> WHAT TO DO: From the line that contains "Query: man's ear" to the last line of the entries, set down each line exactly as written, both ends included, with nothing else.

(Data excerpts)
• • • •

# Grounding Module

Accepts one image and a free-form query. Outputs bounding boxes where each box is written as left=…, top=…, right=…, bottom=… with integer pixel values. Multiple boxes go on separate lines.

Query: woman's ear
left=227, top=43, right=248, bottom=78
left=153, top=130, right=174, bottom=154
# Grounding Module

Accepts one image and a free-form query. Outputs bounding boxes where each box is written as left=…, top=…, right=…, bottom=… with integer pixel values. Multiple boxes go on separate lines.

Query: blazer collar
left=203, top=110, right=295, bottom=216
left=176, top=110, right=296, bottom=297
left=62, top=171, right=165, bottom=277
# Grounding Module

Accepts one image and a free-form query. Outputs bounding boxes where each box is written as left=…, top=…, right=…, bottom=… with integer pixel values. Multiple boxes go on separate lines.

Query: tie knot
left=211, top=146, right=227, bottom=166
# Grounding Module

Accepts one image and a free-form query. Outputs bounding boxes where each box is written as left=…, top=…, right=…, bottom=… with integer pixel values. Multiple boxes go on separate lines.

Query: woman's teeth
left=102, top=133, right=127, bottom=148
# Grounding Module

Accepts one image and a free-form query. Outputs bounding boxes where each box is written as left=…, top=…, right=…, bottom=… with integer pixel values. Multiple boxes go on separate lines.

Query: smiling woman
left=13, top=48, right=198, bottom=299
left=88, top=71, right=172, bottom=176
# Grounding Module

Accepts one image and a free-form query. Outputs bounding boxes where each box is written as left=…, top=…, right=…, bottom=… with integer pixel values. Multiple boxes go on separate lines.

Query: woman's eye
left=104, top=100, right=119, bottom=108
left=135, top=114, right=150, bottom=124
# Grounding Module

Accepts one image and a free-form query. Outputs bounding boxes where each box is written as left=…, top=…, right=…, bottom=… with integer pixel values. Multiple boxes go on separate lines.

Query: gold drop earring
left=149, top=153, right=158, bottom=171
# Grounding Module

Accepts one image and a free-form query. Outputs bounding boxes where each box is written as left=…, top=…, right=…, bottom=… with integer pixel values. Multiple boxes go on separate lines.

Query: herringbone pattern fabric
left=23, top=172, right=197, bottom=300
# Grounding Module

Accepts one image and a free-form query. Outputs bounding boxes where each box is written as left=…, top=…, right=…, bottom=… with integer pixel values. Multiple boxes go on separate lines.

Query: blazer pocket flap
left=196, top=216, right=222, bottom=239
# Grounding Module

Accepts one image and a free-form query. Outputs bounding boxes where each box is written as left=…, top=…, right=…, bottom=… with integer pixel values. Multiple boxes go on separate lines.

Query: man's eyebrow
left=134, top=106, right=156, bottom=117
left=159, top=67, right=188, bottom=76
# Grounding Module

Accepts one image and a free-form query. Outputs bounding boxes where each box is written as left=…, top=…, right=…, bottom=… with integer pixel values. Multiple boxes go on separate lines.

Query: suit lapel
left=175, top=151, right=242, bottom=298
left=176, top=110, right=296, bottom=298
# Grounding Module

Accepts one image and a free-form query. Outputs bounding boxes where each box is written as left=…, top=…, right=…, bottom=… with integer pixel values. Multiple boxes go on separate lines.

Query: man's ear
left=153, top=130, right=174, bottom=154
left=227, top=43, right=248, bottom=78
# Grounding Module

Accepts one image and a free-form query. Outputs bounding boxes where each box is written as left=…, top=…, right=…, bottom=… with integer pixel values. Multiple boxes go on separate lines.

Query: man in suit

• • • •

> EXERCISE RESULT:
Query: man's ear
left=153, top=130, right=174, bottom=154
left=227, top=43, right=248, bottom=78
# Grounding Module

Accepts one image and a free-form query. Outputs bounding boxes where each box is written as left=…, top=…, right=…, bottom=… with integer pixel values. Multiple boxes go on separate lines.

Query: man in suit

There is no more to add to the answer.